Set task: Which lines in the rows below contain the word "post"? Find each one and copy it out in full.

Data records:
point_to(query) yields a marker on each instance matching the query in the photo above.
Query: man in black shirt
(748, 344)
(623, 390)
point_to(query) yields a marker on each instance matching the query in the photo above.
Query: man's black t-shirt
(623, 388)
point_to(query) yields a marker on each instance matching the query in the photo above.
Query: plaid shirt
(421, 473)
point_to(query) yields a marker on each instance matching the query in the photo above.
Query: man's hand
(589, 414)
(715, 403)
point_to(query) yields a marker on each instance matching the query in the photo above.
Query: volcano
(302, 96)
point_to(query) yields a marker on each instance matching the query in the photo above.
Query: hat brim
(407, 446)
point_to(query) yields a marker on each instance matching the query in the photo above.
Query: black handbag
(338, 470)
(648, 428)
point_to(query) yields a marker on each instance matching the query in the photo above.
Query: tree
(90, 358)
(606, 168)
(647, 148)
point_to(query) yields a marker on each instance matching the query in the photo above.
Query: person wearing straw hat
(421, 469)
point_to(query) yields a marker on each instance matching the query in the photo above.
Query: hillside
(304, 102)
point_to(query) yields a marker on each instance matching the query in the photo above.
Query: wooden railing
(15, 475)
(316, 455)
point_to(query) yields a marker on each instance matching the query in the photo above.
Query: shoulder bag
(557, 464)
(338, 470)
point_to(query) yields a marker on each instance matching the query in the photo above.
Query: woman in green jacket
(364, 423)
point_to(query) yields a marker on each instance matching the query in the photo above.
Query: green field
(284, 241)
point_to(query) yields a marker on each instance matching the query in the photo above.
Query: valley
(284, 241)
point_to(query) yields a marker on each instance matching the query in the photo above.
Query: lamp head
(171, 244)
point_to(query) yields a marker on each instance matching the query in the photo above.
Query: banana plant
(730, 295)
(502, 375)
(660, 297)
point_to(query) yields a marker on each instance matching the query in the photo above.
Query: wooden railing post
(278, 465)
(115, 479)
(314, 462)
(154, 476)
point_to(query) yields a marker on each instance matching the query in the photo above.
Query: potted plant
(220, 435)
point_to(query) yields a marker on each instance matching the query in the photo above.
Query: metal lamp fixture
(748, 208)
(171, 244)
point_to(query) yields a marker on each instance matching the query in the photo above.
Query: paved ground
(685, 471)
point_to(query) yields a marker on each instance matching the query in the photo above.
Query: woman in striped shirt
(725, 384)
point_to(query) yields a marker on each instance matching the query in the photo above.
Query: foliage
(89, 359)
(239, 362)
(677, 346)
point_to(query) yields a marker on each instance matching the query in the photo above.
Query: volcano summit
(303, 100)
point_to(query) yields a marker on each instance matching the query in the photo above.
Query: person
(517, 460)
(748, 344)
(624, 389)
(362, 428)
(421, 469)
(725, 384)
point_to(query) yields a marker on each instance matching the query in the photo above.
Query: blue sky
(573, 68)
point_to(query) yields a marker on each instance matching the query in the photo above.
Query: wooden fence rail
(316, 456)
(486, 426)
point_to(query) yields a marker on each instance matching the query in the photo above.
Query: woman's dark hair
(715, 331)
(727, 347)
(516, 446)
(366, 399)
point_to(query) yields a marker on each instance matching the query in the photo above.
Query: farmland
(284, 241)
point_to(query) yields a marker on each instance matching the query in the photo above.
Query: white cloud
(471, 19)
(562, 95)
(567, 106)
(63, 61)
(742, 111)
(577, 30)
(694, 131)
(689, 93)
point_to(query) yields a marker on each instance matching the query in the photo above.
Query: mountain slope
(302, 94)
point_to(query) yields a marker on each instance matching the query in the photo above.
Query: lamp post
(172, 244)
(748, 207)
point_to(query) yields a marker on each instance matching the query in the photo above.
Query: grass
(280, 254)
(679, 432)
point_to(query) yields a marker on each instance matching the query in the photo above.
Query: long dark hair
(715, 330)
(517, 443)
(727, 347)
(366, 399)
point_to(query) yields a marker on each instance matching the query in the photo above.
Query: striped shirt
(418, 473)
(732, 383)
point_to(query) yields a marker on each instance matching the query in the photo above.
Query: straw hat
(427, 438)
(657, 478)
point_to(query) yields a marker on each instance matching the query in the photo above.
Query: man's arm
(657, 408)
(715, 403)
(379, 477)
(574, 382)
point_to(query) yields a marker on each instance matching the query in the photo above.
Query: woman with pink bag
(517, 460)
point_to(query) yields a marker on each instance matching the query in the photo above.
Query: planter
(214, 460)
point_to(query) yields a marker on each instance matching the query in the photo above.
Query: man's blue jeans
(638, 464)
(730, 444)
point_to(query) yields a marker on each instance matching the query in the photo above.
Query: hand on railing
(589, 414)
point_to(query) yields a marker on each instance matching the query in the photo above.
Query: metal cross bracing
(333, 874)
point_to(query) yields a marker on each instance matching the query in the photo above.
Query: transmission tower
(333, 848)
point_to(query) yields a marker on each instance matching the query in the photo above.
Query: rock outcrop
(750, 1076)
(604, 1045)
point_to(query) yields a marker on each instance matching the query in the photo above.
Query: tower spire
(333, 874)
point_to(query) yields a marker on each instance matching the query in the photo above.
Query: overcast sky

Result of the task:
Query: wooden railing post
Query: lamp post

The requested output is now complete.